**PROBLEM TO SOLVE**
Gather every line of the data below that contains the string "wooden", and copy each of those lines in full. Matching is case-sensitive.

━━━

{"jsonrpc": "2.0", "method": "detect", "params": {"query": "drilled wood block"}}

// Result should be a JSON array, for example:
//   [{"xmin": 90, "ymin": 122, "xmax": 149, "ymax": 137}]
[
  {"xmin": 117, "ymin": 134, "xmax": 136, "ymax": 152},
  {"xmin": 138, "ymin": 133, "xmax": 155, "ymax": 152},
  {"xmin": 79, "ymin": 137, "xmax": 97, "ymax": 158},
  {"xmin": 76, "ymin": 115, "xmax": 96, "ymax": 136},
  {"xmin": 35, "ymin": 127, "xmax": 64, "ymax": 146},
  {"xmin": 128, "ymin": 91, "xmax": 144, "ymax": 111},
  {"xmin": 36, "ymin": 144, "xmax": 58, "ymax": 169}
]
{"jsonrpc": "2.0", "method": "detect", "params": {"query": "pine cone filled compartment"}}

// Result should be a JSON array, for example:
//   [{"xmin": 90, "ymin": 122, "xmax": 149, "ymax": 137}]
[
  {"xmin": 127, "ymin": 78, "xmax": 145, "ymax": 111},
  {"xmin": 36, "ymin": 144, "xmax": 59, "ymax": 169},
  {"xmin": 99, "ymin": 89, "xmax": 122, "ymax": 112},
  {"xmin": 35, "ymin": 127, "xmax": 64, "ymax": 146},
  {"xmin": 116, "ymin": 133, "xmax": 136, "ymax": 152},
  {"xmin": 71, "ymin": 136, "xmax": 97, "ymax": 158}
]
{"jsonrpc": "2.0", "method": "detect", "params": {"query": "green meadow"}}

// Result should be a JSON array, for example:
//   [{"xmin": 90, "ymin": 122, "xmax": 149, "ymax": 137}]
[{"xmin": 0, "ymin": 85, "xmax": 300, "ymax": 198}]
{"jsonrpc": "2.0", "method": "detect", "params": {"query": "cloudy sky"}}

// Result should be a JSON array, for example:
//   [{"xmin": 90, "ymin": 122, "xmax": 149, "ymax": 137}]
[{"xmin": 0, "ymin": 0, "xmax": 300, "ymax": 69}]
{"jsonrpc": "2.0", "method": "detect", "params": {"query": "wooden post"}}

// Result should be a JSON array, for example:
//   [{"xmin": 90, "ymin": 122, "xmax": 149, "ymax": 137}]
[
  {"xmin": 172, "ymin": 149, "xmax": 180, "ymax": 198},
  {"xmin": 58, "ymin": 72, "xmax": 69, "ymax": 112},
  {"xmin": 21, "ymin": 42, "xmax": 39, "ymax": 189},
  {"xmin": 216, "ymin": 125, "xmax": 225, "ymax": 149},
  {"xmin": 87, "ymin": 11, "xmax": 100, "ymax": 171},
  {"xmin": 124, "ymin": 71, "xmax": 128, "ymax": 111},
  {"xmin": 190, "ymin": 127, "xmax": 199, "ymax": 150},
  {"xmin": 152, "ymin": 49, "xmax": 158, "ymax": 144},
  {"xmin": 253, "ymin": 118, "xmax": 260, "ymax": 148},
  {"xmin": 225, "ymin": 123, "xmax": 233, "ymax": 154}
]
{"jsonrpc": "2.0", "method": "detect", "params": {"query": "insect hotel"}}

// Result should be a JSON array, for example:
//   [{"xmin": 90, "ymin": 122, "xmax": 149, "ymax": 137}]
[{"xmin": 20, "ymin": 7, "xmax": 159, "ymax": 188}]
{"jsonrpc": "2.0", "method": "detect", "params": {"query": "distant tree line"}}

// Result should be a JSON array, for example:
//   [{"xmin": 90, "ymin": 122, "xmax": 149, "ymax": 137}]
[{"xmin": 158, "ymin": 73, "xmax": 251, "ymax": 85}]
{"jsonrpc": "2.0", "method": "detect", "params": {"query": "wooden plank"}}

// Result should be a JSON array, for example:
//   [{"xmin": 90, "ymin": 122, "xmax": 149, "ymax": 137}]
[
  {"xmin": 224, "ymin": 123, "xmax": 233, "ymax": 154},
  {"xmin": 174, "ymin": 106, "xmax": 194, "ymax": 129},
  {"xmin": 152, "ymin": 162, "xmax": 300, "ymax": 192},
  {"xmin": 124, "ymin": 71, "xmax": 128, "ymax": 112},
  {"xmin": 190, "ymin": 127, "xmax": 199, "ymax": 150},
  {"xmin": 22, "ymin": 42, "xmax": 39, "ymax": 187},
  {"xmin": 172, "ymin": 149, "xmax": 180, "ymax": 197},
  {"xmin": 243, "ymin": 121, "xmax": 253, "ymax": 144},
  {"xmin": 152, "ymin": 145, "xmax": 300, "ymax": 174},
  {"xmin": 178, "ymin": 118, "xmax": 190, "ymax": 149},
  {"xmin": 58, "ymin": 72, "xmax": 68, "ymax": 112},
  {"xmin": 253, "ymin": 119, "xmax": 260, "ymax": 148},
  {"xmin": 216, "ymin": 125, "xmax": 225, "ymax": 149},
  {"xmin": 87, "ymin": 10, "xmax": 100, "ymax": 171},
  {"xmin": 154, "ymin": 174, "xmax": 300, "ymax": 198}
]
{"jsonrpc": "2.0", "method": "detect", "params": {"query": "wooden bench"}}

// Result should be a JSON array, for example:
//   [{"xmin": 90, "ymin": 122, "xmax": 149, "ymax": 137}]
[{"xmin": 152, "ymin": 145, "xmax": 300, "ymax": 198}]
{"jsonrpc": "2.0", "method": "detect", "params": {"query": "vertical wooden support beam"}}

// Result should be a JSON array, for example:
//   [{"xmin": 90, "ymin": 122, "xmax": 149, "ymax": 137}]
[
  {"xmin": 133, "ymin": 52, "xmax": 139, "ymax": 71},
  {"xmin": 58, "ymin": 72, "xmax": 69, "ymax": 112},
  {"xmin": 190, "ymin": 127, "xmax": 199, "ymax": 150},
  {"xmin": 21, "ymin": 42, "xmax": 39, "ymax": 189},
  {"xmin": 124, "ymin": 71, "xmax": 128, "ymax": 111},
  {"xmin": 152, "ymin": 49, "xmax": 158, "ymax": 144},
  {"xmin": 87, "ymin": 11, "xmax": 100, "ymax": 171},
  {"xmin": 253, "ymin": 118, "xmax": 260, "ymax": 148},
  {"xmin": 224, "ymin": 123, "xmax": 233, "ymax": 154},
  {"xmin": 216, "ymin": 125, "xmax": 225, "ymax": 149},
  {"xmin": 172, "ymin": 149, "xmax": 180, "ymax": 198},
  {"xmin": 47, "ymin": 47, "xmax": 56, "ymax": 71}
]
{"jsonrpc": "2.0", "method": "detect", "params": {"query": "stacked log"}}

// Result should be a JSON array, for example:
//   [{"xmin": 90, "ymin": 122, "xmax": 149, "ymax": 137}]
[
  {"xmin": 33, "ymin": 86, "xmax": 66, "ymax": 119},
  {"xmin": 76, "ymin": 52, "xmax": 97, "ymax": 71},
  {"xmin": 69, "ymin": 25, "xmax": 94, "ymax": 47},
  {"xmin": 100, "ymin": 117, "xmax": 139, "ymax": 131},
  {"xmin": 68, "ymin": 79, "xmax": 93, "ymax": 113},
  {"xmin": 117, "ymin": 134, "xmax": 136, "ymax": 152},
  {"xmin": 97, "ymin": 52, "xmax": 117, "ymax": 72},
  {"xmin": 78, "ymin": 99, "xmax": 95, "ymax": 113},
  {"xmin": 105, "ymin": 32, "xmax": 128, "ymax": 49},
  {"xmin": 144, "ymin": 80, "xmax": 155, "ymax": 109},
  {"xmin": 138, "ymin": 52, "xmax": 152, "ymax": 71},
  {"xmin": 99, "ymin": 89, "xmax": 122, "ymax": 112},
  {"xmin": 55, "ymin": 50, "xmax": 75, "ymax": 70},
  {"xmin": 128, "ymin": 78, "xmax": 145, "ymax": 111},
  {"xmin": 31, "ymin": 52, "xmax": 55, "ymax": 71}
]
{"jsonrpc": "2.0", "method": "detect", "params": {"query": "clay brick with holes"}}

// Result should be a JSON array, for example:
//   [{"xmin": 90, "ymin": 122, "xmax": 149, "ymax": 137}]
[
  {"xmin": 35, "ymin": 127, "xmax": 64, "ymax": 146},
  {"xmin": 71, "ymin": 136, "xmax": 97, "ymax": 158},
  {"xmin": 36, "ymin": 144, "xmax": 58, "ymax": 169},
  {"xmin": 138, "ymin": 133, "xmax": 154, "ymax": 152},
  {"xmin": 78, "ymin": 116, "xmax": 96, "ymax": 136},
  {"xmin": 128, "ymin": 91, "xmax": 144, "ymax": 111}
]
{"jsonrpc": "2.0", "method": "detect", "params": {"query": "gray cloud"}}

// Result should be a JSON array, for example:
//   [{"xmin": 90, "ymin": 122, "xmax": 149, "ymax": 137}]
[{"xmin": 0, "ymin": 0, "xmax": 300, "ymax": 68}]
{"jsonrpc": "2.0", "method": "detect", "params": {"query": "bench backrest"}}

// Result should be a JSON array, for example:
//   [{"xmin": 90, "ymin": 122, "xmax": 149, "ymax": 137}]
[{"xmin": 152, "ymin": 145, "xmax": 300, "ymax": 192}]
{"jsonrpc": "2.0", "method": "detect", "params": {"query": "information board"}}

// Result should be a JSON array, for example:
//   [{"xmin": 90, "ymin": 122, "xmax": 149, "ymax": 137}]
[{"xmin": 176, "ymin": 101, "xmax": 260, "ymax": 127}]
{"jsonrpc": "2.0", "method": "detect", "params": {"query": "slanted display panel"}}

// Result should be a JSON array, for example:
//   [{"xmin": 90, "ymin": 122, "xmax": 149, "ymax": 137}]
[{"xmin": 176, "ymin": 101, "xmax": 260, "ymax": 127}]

━━━

**REPLY TO THE TASK**
{"jsonrpc": "2.0", "method": "detect", "params": {"query": "wooden post"}}
{"jsonrpc": "2.0", "method": "detect", "params": {"query": "wooden plank"}}
{"jsonrpc": "2.0", "method": "detect", "params": {"query": "wooden bench"}}
{"jsonrpc": "2.0", "method": "detect", "params": {"query": "vertical wooden support beam"}}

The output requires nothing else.